## TASK PROMPT:
Every single entry should be printed exactly.

*** Begin section ***

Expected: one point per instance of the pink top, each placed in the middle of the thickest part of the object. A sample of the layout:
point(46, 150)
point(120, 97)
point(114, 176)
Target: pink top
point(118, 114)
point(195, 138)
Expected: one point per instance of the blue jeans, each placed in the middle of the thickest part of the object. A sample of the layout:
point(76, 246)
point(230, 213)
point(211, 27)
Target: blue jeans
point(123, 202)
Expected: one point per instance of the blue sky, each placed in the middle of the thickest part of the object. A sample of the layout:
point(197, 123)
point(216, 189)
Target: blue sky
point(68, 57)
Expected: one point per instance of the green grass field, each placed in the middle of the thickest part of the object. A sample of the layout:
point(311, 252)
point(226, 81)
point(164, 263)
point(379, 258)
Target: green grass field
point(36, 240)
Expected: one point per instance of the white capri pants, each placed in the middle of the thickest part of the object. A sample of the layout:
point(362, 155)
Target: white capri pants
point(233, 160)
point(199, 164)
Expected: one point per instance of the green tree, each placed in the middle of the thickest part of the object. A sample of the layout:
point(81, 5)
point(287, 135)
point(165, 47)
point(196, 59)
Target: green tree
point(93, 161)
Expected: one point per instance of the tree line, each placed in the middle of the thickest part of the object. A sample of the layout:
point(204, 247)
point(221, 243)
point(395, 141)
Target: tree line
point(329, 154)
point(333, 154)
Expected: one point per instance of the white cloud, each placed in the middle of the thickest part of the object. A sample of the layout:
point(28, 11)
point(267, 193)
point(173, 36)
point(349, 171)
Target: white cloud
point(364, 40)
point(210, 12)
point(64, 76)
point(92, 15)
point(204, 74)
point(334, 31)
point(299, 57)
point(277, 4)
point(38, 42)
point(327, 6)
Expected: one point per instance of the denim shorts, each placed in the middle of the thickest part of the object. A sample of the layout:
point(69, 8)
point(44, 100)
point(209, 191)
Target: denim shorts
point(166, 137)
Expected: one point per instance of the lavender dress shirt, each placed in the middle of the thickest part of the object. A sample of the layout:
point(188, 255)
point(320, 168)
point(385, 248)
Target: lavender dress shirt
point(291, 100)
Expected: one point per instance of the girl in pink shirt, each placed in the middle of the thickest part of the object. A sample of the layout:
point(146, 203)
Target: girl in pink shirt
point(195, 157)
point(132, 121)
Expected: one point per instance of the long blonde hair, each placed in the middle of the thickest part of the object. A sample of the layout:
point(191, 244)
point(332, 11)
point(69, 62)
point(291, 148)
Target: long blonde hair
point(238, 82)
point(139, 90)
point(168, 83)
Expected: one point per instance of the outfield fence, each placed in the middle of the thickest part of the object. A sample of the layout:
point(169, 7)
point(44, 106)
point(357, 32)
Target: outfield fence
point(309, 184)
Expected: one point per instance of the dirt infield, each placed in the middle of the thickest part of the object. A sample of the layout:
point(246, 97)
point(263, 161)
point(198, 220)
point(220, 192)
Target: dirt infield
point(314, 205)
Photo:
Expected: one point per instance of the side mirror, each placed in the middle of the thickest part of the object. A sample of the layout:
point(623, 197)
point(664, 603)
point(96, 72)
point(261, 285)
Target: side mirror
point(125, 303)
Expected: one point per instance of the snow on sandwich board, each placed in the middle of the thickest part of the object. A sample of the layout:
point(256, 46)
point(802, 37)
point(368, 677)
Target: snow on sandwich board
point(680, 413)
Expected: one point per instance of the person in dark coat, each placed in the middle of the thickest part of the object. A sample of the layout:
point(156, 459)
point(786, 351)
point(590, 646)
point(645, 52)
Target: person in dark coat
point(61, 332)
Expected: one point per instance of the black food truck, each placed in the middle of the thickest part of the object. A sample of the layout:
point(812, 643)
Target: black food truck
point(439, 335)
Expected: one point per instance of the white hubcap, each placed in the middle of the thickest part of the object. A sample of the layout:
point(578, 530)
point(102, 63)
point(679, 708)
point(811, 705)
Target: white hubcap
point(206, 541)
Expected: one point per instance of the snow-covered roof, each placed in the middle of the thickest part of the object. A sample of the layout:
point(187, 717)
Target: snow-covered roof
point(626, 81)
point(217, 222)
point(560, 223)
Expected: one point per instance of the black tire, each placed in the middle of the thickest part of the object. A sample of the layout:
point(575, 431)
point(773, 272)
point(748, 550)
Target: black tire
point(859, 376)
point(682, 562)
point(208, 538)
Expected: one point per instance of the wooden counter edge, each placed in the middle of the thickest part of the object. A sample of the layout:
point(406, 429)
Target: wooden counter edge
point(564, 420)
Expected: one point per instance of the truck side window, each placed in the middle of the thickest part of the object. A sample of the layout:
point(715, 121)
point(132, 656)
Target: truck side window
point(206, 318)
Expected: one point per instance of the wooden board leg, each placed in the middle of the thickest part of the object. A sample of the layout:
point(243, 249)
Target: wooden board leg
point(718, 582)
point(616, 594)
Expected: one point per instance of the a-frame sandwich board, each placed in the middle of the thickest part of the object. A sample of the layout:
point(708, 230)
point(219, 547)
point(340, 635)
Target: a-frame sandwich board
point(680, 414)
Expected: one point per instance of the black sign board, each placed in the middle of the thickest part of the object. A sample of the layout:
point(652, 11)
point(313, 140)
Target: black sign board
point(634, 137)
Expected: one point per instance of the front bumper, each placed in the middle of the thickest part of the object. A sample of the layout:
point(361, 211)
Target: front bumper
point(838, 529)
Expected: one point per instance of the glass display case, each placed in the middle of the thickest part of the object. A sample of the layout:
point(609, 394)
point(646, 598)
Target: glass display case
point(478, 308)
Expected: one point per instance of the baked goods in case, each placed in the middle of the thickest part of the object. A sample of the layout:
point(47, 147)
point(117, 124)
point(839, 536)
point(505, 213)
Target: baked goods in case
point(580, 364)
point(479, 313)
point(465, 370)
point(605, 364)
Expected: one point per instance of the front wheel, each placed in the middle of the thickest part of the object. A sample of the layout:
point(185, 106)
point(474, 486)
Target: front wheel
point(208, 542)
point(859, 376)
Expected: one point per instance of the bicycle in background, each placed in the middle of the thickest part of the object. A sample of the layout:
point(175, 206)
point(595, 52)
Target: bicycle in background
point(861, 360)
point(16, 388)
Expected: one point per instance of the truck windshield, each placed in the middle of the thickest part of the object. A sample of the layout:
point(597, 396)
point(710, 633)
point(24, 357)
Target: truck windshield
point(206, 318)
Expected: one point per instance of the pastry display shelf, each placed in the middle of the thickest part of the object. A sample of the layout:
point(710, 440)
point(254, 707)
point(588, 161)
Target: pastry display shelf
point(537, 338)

*** End section ***

## YOUR SOLUTION:
Expected: one point per instance of the pink top, each placed in the middle of the thickest part of the object. A sample of the layout:
point(46, 150)
point(120, 97)
point(114, 176)
Target: pink top
point(118, 114)
point(195, 138)
Expected: one point per instance of the blue jeans, each placed in the middle of the thickest part of the object. A sample of the layout:
point(76, 246)
point(230, 213)
point(211, 27)
Target: blue jeans
point(123, 202)
Expected: one point per instance of the blue sky, each placed in the middle of the thickest part of the object. A sample of the layout:
point(197, 123)
point(216, 189)
Target: blue sky
point(68, 57)
Expected: one point per instance of the green grass field, each placed in the middle of the thickest part of the object. A sample of the layout:
point(311, 252)
point(226, 81)
point(164, 263)
point(379, 258)
Target: green grass field
point(36, 240)
Expected: one point per instance of the white capri pants, each placed in the middle of the thickest part of the object. A sample of the layout:
point(362, 155)
Target: white capri pants
point(233, 160)
point(199, 164)
Expected: one point per instance of the green tree, each placed in the middle of the thickest part of the object. A sample of the layout:
point(81, 5)
point(287, 135)
point(165, 47)
point(196, 59)
Target: green tree
point(93, 161)
Expected: one point per instance of the tree line, each placed in the middle of the thickest part of the object. A sample of the layout:
point(204, 247)
point(221, 243)
point(395, 141)
Target: tree line
point(329, 154)
point(333, 154)
Expected: one point per instance of the white cloud, each placed in the middle of the thickest part of the object. A sample of the layout:
point(28, 11)
point(267, 193)
point(173, 36)
point(349, 171)
Target: white cloud
point(364, 40)
point(210, 12)
point(64, 76)
point(92, 15)
point(204, 74)
point(334, 31)
point(299, 57)
point(277, 4)
point(38, 42)
point(327, 6)
Expected: one point per instance of the denim shorts, each placed in the middle of the thickest part of the object. A sample of the layout:
point(69, 8)
point(44, 100)
point(209, 191)
Target: denim shorts
point(166, 137)
Expected: one point per instance of the lavender dress shirt, each placed in the middle of the thickest part of the object. A sample of the layout:
point(188, 255)
point(320, 168)
point(385, 248)
Target: lavender dress shirt
point(291, 100)
Expected: one point per instance of the girl in pink shirt, each placed in the middle of the thickest part of the object. A sample of the layout:
point(146, 203)
Target: girl in pink shirt
point(195, 157)
point(132, 121)
Expected: one point per instance of the long blonde hair, each placed in the middle of the thickest part of the object. A sample of the layout:
point(191, 244)
point(332, 11)
point(69, 62)
point(291, 148)
Target: long blonde hair
point(238, 82)
point(139, 90)
point(168, 83)
Expected: one point per instance of the outfield fence, each placed in the middle of the thickest part of the object. A sample of the layout:
point(169, 7)
point(44, 106)
point(357, 32)
Target: outfield fence
point(309, 184)
Expected: one point per instance of the dirt infield, each placed in the middle of the thickest part of the object. A sample of the layout:
point(246, 97)
point(263, 161)
point(198, 220)
point(220, 192)
Target: dirt infield
point(314, 205)
Photo:
Expected: one point per instance of the side mirror, each placed in the middle of the thickest part of the object. A sample of the layout:
point(623, 197)
point(664, 603)
point(96, 72)
point(261, 285)
Target: side mirror
point(125, 303)
Expected: one point per instance of the snow on sandwich board, each placed in the middle of the thickest part of the object. A sample of the layout:
point(256, 46)
point(802, 37)
point(368, 677)
Target: snow on sandwich board
point(680, 413)
Expected: one point per instance of the person in dark coat, each placed in the middle of the thickest part of the object. A sample of the layout:
point(156, 459)
point(786, 351)
point(590, 646)
point(645, 52)
Target: person in dark coat
point(61, 332)
Expected: one point per instance of the black food truck, each placed in the middle of the thickest part of the object. A sample of the layout:
point(812, 643)
Target: black food truck
point(439, 335)
Expected: one point per instance of the white hubcap, each placed in the middle of the thickest part of the object. A sample of the layout:
point(578, 530)
point(102, 63)
point(679, 708)
point(811, 705)
Target: white hubcap
point(206, 541)
Expected: one point per instance of the snow-covered roof, each placed in the middle of the thickest part of the object. A sample of the layout:
point(187, 717)
Target: snow-covered roof
point(626, 81)
point(217, 222)
point(560, 223)
Expected: one point per instance of the black tire, each placed in the middle of the thickest part of the object. A sample of the layout:
point(575, 431)
point(773, 272)
point(748, 550)
Target: black tire
point(859, 376)
point(682, 562)
point(208, 538)
Expected: one point per instance of the wooden counter edge, each placed in the middle of the thickest part of the object. A sample of the layout:
point(406, 429)
Target: wooden counter edge
point(564, 420)
Expected: one point per instance of the truck side window, each placed in the middle of the thickest part of the object. A sample of the layout:
point(715, 121)
point(132, 656)
Target: truck side window
point(206, 318)
Expected: one point per instance of the wooden board leg, each placed in the middle of the thickest part of the object. A sample of the layout:
point(243, 249)
Target: wooden board leg
point(718, 582)
point(616, 594)
Expected: one point per instance of the a-frame sandwich board, each placed in the middle of the thickest part of the object. A sample of the layout:
point(708, 230)
point(219, 547)
point(340, 635)
Target: a-frame sandwich board
point(680, 414)
Expected: one point per instance of the black sign board, each placed in the middle of the thickest part of the object. A sample of the layout:
point(652, 11)
point(313, 140)
Target: black sign board
point(634, 137)
Expected: one point per instance of the front bumper, each placed in the middle of the thickest part of the object. A sample of the layout:
point(361, 211)
Target: front bumper
point(838, 529)
Expected: one point per instance of the glass display case, each placed in the middle of the thickest part of the object. A sample of the layout:
point(609, 394)
point(646, 598)
Target: glass display case
point(478, 308)
Expected: one point per instance of the baked goods in case, each placed in the middle of the thickest part of the object. A sample of the layout:
point(47, 147)
point(117, 124)
point(839, 536)
point(505, 213)
Target: baked goods in case
point(580, 364)
point(479, 313)
point(465, 370)
point(605, 364)
Expected: one point per instance of the front wheel, each placed in the middle of the thickest part of the object. A sample of the layout:
point(185, 106)
point(474, 486)
Target: front wheel
point(208, 542)
point(859, 376)
Expected: one point per instance of the bicycle in background, each placed in the middle of the thickest part of the object. A sample of the layout:
point(175, 206)
point(595, 52)
Target: bicycle in background
point(861, 360)
point(16, 388)
Expected: one point per instance of the truck windshield, each placed in the middle of the thickest part of the object. A sample of the layout:
point(597, 396)
point(710, 633)
point(24, 357)
Target: truck windshield
point(206, 318)
Expected: one point per instance of the pastry display shelf, each placed in the middle of the thickest part of the object. A sample of the layout:
point(710, 440)
point(254, 707)
point(588, 161)
Target: pastry display shelf
point(537, 338)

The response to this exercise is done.